** begin **
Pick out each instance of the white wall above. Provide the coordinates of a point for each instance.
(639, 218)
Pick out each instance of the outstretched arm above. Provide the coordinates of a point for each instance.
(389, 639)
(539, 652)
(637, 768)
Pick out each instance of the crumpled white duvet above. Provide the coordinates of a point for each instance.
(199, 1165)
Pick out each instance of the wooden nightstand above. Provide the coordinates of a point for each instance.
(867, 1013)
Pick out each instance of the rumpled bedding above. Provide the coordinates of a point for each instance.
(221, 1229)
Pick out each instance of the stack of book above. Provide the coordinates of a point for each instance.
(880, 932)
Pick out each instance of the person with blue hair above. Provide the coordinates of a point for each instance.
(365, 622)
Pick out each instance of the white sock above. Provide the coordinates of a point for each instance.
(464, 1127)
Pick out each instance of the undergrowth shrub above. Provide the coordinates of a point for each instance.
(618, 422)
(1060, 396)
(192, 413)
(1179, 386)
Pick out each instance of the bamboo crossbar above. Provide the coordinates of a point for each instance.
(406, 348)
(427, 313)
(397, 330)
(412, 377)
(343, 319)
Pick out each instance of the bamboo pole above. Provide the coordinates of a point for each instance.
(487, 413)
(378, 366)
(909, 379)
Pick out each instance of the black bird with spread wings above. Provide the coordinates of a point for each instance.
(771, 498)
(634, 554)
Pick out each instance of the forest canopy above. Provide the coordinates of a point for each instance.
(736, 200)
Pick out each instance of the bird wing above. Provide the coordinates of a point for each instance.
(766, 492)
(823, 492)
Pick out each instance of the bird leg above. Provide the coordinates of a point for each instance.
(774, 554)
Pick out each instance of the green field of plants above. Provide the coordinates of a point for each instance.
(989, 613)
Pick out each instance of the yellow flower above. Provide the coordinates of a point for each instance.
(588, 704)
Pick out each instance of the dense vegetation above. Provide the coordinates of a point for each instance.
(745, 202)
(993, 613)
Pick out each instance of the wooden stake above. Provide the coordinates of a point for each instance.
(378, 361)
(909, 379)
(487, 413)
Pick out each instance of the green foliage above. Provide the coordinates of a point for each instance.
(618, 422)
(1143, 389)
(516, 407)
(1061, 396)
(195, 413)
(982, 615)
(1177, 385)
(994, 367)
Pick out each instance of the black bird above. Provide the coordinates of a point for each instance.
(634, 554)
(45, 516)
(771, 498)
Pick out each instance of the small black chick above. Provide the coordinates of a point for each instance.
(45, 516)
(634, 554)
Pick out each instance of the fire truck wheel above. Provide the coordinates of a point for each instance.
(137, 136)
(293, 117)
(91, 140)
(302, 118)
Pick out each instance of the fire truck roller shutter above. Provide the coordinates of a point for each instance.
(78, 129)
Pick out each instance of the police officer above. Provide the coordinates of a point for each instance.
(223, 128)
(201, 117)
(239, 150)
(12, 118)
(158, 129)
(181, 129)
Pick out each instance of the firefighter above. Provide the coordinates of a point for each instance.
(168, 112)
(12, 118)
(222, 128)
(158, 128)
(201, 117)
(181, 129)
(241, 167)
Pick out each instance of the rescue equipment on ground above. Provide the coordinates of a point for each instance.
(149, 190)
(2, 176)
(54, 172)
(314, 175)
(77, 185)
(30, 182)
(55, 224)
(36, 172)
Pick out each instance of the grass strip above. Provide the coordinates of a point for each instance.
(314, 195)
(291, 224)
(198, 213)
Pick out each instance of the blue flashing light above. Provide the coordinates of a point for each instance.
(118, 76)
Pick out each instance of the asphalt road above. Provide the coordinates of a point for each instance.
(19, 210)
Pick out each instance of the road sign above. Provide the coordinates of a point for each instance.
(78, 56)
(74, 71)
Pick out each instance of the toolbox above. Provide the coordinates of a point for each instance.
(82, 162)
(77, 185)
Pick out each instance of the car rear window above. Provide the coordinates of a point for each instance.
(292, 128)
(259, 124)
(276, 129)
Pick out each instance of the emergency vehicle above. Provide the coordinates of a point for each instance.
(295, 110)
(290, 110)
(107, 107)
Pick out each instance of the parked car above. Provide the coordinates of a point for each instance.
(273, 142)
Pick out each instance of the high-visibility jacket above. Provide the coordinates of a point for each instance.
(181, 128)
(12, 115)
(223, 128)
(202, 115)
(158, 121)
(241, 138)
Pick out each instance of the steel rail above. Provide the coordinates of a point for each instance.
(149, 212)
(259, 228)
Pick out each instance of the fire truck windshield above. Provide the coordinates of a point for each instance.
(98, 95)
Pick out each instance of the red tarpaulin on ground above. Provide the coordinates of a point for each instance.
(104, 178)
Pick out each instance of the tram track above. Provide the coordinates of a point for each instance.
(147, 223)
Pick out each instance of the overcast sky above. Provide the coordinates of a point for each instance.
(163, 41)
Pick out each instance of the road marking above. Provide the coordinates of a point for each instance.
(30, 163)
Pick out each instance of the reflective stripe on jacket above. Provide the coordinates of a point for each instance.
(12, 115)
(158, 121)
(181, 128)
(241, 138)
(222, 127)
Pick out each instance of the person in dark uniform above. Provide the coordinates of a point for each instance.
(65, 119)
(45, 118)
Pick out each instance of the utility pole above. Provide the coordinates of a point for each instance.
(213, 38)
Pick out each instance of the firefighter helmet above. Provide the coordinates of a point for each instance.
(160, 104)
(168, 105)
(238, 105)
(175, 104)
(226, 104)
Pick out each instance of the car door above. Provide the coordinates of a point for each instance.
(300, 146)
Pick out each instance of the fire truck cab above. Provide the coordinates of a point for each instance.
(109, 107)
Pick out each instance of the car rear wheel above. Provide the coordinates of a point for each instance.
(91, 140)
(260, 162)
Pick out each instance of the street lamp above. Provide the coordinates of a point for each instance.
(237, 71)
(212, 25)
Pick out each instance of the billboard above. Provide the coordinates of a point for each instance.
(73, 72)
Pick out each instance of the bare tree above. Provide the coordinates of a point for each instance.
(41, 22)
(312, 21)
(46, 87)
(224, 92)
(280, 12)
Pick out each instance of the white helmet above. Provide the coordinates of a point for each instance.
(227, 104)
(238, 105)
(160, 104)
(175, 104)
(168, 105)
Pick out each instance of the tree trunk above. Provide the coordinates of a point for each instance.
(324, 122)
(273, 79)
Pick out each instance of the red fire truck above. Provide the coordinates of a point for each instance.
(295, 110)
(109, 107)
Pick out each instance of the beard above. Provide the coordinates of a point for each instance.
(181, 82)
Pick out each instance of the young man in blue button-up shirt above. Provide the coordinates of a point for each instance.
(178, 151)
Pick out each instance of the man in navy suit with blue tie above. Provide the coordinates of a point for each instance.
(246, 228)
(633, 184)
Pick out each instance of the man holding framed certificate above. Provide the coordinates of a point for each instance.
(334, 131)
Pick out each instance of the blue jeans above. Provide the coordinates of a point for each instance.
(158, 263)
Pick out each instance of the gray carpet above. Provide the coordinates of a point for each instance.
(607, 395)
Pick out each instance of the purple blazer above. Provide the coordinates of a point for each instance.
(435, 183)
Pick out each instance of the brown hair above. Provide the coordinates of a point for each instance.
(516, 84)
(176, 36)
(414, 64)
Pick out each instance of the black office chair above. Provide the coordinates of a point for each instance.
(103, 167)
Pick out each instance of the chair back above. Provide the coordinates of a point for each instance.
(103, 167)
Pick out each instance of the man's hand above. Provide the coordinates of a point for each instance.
** end **
Output every line above again, unchanged.

Pick out each instance of the white wall above. Provide the coordinates of a point for each instance.
(639, 218)
Pick out each instance of the outstretched arm above. Provide the coordinates of a point for each instance.
(389, 639)
(539, 652)
(637, 768)
Pick out each instance of the crumpled white duvet above. Provide the coordinates of a point for each instance.
(199, 1165)
Pick out each instance of the wooden nightstand above. Provide the coordinates of a point for each instance.
(867, 1013)
Pick out each instance of the rumpled bedding above. Provide the coordinates of a point for each instance.
(221, 1229)
Pick out each instance of the stack of book above. Provide the coordinates of a point for each instance.
(880, 932)
Pick out each instance of the person with blue hair above. Provide the coordinates of a point for each instance.
(365, 622)
Pick out each instance of the white sock above. Provide the coordinates of a point for each instance.
(464, 1127)
Pick out each instance of the undergrowth shrub above. Provide the coordinates of a point for each instance.
(618, 422)
(1060, 396)
(192, 413)
(1179, 386)
Pick out each instance of the bamboo crossbar above. Provide the coordinates of a point for each instance.
(406, 348)
(427, 313)
(397, 330)
(412, 377)
(343, 319)
Pick out each instance of the bamboo pole above. Provide the coordinates of a point for each instance.
(487, 413)
(378, 366)
(909, 379)
Pick out each instance of the black bird with spread wings above. Provide the coordinates of a point for each instance.
(771, 498)
(634, 554)
Pick out each instance of the forest canopy above. Provide the coordinates of a point for each instance.
(736, 200)
Pick out each instance of the bird wing above. Provide the coordinates of a point for each instance.
(766, 492)
(823, 492)
Pick out each instance of the bird leg above. Provide the coordinates of a point for each instance.
(774, 554)
Pick out each instance of the green field of plants above. Provide the coordinates of a point for each instance.
(989, 613)
Pick out each instance of the yellow flower above. Provide the coordinates of a point for each instance.
(588, 704)
Pick out each instance of the dense vegetation above. Provide the coordinates of a point for each instance.
(745, 202)
(993, 613)
Pick out each instance of the wooden stake above. Provide the coordinates of a point for each instance.
(378, 361)
(909, 379)
(487, 413)
Pick out each instance of the green foliage above. Provide the coordinates of a point for each instance.
(618, 422)
(1143, 389)
(516, 407)
(1061, 396)
(195, 413)
(982, 615)
(1177, 385)
(994, 367)
Pick out each instance of the black bird above. Provide the coordinates of a point for each instance.
(634, 554)
(45, 516)
(771, 498)
Pick out each instance of the small black chick above. Provide the coordinates of a point for each instance.
(45, 516)
(634, 554)
Pick out each instance of the fire truck wheel above. Provide the coordinates of a point for each instance.
(137, 136)
(293, 117)
(91, 140)
(302, 118)
Pick out each instance of the fire truck roller shutter above. Provide the coordinates of a point for each instance.
(78, 129)
Pick out each instance of the police officer above. Provide the coordinates of a point for each instance.
(223, 128)
(201, 117)
(239, 150)
(12, 118)
(158, 129)
(181, 129)
Pick out each instance of the firefighter above. Provide the coordinates of a point for each instance.
(168, 112)
(12, 118)
(222, 128)
(158, 128)
(201, 117)
(181, 129)
(241, 167)
Pick out each instance of the rescue equipment on ground above. Provide the coordinates of a point for each instance.
(149, 190)
(2, 176)
(54, 172)
(314, 175)
(77, 185)
(30, 182)
(55, 224)
(36, 172)
Pick out each instance of the grass strip above. Provide the coordinates of a point for each instance.
(314, 195)
(291, 224)
(198, 213)
Pick out each instance of the blue flashing light above. Provide the coordinates of a point for each instance.
(118, 76)
Pick out each instance of the asphalt road above. Provide the coordinates of a point for each instance.
(19, 210)
Pick out each instance of the road sign above. Provide the coordinates of a point for each instance.
(78, 56)
(74, 71)
Pick out each instance of the toolbox above. Provide the coordinates of a point for each instance.
(82, 162)
(77, 185)
Pick out each instance of the car rear window above. Provide the coordinates of a point for each instance.
(292, 128)
(259, 124)
(276, 129)
Pick out each instance of the emergency vehicle above. Provide the coordinates of a point for each instance.
(295, 110)
(290, 110)
(107, 107)
Pick out each instance of the parked car above. Provide the coordinates of a point for each instance.
(273, 142)
Pick out each instance of the high-visibility jacket above. Provide the coordinates of a point for each instance.
(181, 128)
(12, 115)
(223, 128)
(202, 115)
(158, 121)
(241, 138)
Pick out each instance of the steel rail above. Provide the coordinates of a point for each instance.
(149, 212)
(259, 228)
Pick out each instance of the fire truck windshield above. Provide the coordinates of a point for each instance.
(98, 95)
Pick out each instance of the red tarpaulin on ground above. Provide the coordinates of a point for each instance.
(104, 178)
Pick out each instance of the tram track above. Provide the coordinates of a point for each instance.
(147, 223)
Pick out each instance of the overcast sky above. Provide the coordinates of a point for each instance.
(163, 41)
Pick out each instance of the road marking above. Provide the coordinates of a point for each instance.
(30, 163)
Pick out each instance of the reflective stripe on jacket above. Provide the coordinates of a point for each instance.
(12, 115)
(158, 121)
(181, 128)
(241, 138)
(222, 127)
Pick out each instance of the person in dark uniform above. Provide the coordinates of a point for each instance.
(65, 119)
(45, 118)
Pick out each instance of the utility pole above. Provide the coordinates of a point for each instance.
(213, 38)
Pick out each instance of the firefighter helmet above. Provide the coordinates of a point for each instance.
(160, 104)
(168, 105)
(238, 105)
(175, 104)
(226, 104)
Pick out each instance of the car door above. Provide the coordinates of a point for each instance.
(300, 146)
Pick out each instance of the fire truck cab above. Provide the coordinates of a point for each instance.
(109, 107)
Pick out each instance of the car rear wheel above. Provide the coordinates of a point for each instance.
(91, 140)
(260, 162)
Pick out each instance of the street lamp above. Provide the coordinates of a point for each instance.
(237, 71)
(212, 25)
Pick out each instance of the billboard above. Provide the coordinates of a point for each instance.
(73, 72)
Pick out each instance of the bare tree above. Provide the coordinates of a point for each instance.
(41, 22)
(312, 21)
(46, 87)
(224, 92)
(280, 12)
Pick out each instance of the white helmet above. Provide the coordinates of a point for each instance.
(227, 104)
(238, 105)
(160, 104)
(175, 104)
(168, 105)
Pick out each instance of the tree trunk above. Provide the coordinates of a point for each instance.
(324, 122)
(273, 79)
Pick out each instance of the red fire truck above. Provide the coordinates of a point for each instance.
(295, 110)
(109, 107)
Pick out each instance of the beard above. Provide the coordinates of a point for each instance.
(181, 82)
Pick out each instance of the young man in blue button-up shirt above. Provide the coordinates of a point for each instance.
(178, 151)
Pick out each instance of the man in navy suit with blue tie above. Provide the coordinates of a point for each instance.
(246, 228)
(633, 184)
Pick out each instance of the man holding framed certificate above. Provide the coordinates of a point for each instance.
(334, 131)
Pick out each instance of the blue jeans above. Provide the coordinates of a point for each instance.
(158, 263)
Pick out each instance of the gray carpet above. Provide the coordinates of a point for each instance.
(607, 395)
Pick out each instance of the purple blazer above. Provide the coordinates of a point for each instance.
(435, 183)
Pick out each instance of the brown hair above. Provide the coordinates of a point for each instance.
(516, 84)
(176, 36)
(414, 64)
Pick out each instance of the black office chair above. Provide the coordinates of a point for each instance.
(103, 167)
Pick out each instance of the chair back above. Provide the coordinates of a point for each instance.
(103, 167)
Pick out each instance of the man's hand above. Provide the coordinates of a point for each instance.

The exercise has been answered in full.